Fragmento del documento:
+ + + + +

INVASIONES INGLESAS

Nuestra historia divulgada nos ha convencido de la unanimidad de la heroica resistencia de los pobladores de Buenos Aires. Sin embargo eso fue solo cierto para algunos de la “clase decente”, como Liniers o Pueyrredón, seguramente movidos por su lealtad hacia su tierra natal, Francia, y de algunos pocos patriotas españoles acaudillados por Alzaga. Y será épicamente auténtico en la reacción de la plebe, los humildes de la ciudad y las orillas, que será la que finalmente expulsó a los invasores británicos en 1806 y en 1807.

 

En cambio la actitud de la mayoría de los integrantes de la clase alta de Buenos Aires,  españoles pero también criollos,  fue obsecuente y colaboracionista. Un ejemplo de ello es el comentario epistolar de Mariquita Sánchez de Thompson, quien en los años siguientes desarrollaría un vigoroso y comprometido sentimiento patriótico. Pero por entonces, en 1806,  describiría a la tropas  invasoras como “las más lindas que se podían ver, el uniforme más poético, botines de cintas punzó cruzadas, una parte de la pierna desnuda, una pollerita corta (…) Este lindo uniforme sobre la más bella juventud, sobre caras de nieve, la limpieza de estas tropas admirables”. Siguiendo su europeizado criterio estético, que sigue vigente hasta hoy en nuestras elites, se lamentaría del contraste con las milicias criollas: “Es preciso confesar que nuestra gente del campo no es linda, es fuerte y robusta, pero negra. Las cabezas como un redondel, sucios; unos con chaqueta, otros sin ellas; unos sombreritos chiquitos encima de un pañuelo atado en la cabeza. Cada uno de un color, unos amarillos, otros punzó; todos rotos, en caballos sucios, mal cuidados; todo lo más miserable y más feo. Las armas sucias, imposible dar ahora una idea de estas tropas”. A continuación escribiría con sarcástico humor: “Al ver aquel día tremendo dije a una persona de mi intimidad: “Si no se asustan los ingleses de ver esto, no hay esperanza”.

También Ignacio Núñez, un lúcido testigo de época, dejará testimonio: “Los ingleses individualmente fueron particularmente distinguidos por las familias principales de la ciudad, y sus generales paseaban del bracete por las calles con las Marcos, las Escalada y las Sarratea. Los prelados de las comunidades religiosas, entre ellos el prior de los dominicos, fray Gregorio Torres, presentaron al general Beresford una sumisa laudatoria: “La religión nos manda respetar las autoridades seculares y nos prohíbe maquinar contra ellas, sea la que fuere su fe, y si algún fanático o ignorante atentase temerariamente en contra de verdades tan provechosas, merecerá la pena de los traidores a la Patria y al Evangelio”.

+ + + + +

Información proporcionada:
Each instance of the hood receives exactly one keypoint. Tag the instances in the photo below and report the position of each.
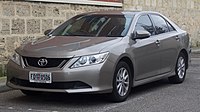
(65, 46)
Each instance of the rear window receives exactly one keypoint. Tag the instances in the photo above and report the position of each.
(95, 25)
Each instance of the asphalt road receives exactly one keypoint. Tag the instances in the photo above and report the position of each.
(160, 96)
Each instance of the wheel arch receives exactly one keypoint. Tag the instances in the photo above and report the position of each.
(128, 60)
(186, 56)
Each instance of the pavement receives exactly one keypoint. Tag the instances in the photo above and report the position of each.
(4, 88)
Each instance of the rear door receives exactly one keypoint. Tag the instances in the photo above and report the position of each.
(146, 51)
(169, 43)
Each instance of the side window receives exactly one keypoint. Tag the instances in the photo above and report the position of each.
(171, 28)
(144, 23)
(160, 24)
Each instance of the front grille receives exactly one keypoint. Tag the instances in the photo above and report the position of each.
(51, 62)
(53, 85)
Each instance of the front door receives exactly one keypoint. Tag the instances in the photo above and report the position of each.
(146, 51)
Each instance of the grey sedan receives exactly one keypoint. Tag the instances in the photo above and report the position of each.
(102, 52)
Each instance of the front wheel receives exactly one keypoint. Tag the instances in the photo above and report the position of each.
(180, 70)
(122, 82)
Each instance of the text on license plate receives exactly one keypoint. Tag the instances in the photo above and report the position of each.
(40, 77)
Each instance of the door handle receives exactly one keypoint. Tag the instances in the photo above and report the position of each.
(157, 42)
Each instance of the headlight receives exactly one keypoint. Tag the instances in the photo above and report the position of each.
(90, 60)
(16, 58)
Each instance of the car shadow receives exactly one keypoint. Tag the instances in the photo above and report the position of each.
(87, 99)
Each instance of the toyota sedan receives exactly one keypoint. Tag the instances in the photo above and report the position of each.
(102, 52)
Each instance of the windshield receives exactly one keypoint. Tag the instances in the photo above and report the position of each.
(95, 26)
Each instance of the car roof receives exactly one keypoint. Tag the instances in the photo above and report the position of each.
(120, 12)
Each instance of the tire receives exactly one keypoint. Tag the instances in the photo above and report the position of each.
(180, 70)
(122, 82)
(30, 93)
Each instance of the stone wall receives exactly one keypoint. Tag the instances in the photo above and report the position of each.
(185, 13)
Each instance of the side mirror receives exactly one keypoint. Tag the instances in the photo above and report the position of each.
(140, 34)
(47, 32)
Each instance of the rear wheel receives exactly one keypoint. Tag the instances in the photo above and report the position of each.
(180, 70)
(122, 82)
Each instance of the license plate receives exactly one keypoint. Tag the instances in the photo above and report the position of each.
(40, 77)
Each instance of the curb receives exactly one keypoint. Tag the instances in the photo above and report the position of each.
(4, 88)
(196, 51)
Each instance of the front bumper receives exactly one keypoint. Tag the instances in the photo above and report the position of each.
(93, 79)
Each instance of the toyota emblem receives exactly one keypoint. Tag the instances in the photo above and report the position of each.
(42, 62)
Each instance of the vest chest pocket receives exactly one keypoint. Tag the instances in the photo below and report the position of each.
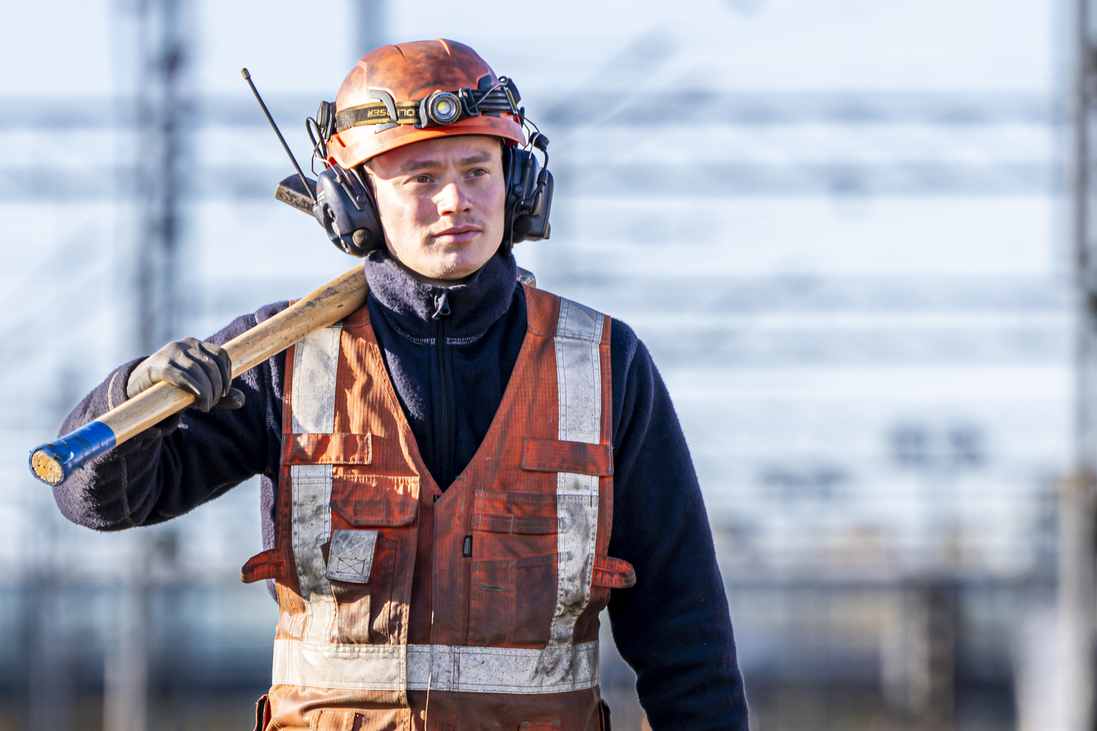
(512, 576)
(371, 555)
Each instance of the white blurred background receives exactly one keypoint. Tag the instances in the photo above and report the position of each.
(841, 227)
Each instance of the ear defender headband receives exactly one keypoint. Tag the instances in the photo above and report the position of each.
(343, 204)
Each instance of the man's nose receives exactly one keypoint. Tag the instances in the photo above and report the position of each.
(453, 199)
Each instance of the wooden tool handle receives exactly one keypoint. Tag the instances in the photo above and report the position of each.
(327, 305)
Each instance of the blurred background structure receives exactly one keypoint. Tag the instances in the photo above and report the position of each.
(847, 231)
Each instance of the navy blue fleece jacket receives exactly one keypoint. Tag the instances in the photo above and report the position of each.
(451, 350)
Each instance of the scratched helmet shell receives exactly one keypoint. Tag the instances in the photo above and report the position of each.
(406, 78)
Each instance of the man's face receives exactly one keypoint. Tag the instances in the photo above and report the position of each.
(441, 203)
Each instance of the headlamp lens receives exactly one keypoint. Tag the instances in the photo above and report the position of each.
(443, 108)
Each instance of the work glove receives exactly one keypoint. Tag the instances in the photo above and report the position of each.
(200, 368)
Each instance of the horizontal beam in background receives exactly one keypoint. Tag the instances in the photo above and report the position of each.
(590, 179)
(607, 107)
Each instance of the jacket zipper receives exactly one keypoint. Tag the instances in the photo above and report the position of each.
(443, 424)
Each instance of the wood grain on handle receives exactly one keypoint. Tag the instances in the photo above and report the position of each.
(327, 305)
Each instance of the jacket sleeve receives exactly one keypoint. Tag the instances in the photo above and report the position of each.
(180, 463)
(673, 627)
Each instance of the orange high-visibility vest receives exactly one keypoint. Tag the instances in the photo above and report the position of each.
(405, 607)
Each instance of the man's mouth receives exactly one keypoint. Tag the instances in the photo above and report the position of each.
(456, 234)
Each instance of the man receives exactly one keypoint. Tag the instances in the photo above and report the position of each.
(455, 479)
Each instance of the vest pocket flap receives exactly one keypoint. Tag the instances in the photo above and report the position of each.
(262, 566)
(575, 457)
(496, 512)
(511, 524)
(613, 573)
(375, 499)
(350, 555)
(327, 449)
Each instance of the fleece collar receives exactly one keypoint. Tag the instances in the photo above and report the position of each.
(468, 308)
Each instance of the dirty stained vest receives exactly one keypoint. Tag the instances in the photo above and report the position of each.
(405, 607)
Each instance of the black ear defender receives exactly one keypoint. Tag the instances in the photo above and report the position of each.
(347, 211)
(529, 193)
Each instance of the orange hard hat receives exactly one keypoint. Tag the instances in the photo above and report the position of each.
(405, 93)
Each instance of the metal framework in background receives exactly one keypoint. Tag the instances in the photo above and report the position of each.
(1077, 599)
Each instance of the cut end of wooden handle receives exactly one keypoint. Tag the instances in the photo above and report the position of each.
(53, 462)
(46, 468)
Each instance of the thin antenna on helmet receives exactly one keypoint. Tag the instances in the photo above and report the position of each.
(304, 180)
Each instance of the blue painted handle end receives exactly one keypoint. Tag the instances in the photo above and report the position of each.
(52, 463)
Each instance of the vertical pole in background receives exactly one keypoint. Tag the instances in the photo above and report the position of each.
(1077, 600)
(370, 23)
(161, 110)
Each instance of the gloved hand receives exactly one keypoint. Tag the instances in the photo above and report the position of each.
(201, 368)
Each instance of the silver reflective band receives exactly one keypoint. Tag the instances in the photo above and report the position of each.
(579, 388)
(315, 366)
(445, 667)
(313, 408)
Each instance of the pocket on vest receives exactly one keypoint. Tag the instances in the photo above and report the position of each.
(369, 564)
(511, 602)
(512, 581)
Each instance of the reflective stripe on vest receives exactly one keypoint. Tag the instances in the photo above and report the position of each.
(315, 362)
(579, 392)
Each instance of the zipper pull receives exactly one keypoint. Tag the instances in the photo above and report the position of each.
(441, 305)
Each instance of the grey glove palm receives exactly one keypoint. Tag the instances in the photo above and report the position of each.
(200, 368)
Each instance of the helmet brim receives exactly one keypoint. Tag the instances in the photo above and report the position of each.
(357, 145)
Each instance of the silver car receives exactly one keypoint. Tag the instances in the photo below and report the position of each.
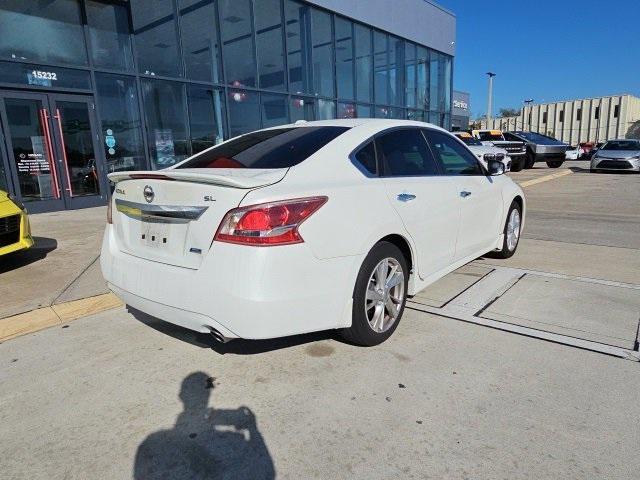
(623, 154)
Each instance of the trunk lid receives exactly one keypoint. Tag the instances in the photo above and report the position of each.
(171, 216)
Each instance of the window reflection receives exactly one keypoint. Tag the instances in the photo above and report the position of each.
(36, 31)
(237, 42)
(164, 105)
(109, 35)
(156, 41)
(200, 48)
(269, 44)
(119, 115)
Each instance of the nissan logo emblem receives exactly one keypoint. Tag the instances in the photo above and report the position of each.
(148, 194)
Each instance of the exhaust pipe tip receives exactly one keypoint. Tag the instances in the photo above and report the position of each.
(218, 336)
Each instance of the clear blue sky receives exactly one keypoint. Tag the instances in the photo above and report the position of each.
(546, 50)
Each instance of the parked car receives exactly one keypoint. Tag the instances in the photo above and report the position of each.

+ + + + +

Consignas:
• a. Responde brevemente, según el texto sobre las invasiones inglesas:
(i) ¿Quién acaudillaba a los pocos patriotas españoles que resistieron?
(ii) ¿Qué sentimiento desarrollaría Mariquita Sánchez de Thompson en los años siguientes?
(iii) ¿Cómo se llama el prior de los dominicos que se menciona?
• b. Transcribe literalmente el pasaje del texto sobre las invasiones inglesas que comienza con las palabras "INVASIONES INGLESAS" y termina tras las palabras "1806 y en 1807.".
• c. Prolonga el texto sobre las invasiones inglesas a partir de su última oración.

Respuestas:
• a.
(i) Alzaga.
(ii) Un vigoroso y comprometido sentimiento patriótico.
(iii) Fray Gregorio Torres.

• b.
INVASIONES INGLESAS

Nuestra historia divulgada nos ha convencido de la unanimidad de la heroica resistencia de los pobladores de Buenos Aires. Sin embargo eso fue solo cierto para algunos de la “clase decente”, como Liniers o Pueyrredón, seguramente movidos por su lealtad hacia su tierra natal, Francia, y de algunos pocos patriotas españoles acaudillados por Alzaga. Y será épicamente auténtico en la reacción de la plebe, los humildes de la ciudad y las orillas, que será la que finalmente expulsó a los invasores británicos en 1806 y en 1807.

• c.
Estaba plenamente justificado que desde la capital del virreinato el almirante Popham escribiera a Londres al promotor de la invasión, el venezolano Francisco de Mirada: “Mi querido general: Aquí estamos en posesión de Buenos Aires, el mejor país del mundo”.

Saturnino Rodríguez Peña era uno de los jóvenes “alumbrados” de Buenos Aires, así llamados porque se sentían iluminados por las luces de las nuevas ideas europeas sobre libertad, igualdad, fraternidad y propiedad. Devoraban los textos de Voltaire, de Rousseau, del barón de Montesquieu, de la Enciclopedia de Diderot y d’Alembert. Hermano de Nicolás y asistente a las reuniones conspirativas de la jabonería de Vieytes fue delegado por Castelli, Belgrano, Paso, Moldes y los otros que ya maquinaban  estrategias para cortar la dependencia de España para  hablar con el general Beresford, prisionero en Luján, e interesarlo en la emancipación de las provincias del río de la Plata.  Convencerlo, y por su intermedio convencer al Foreign Office inglés, de no insistir en la ocupación militar pues así nuevamente deberían enfrentar el coraje y la astucia de gauchos, mulatos, indios y orilleros. Lo más conveniente, tanto para la Corona inglesa como para los criollos levantiscos pero también temerosos de las puebladas, era promover la independencia del Río de la Plata a cambio de garantizar el dominio británico de su comercio en el que los “alumbrados” tendrían la activa participación que los realistas siempre les habían negado. Es decir no conquistar sino liberar, y que esto fuera a puro beneficio económico de Inglaterra. Miranda se había ilusionado en su uniforme preliminar: “Sudamérica puede ofrecer con preferencia a Inglaterra un comercio muy vasto, y tiene tesoros para pagar puntualmente los servicios que se le hagan (…)Concibiendo este importante asunto de interés mutuo para ambas partes, la América del Sud espera que asociándose a Inglaterra por un Pacto Solemne, estableciendo un gobierno libre y similar, y combinando un plan de comercio recíprocamente ventajoso, ambas Naciones podrán constituir la Unión Política más respetable y preponderante del mundo”.

La prueba era que dentro del baúl capturado al inútilmente fugitivo virrey Sobremonte habían 1.291.323 pesos plata. A los jefes de la expedición, William Carr Beresford y Home Riggs Popham, les correspondieron 24.000 y 7.000 libras respectivamente, y otra suma se repartió entre los soldados y marineros. El resto, más de un millón, fue embarcado hacia Londres.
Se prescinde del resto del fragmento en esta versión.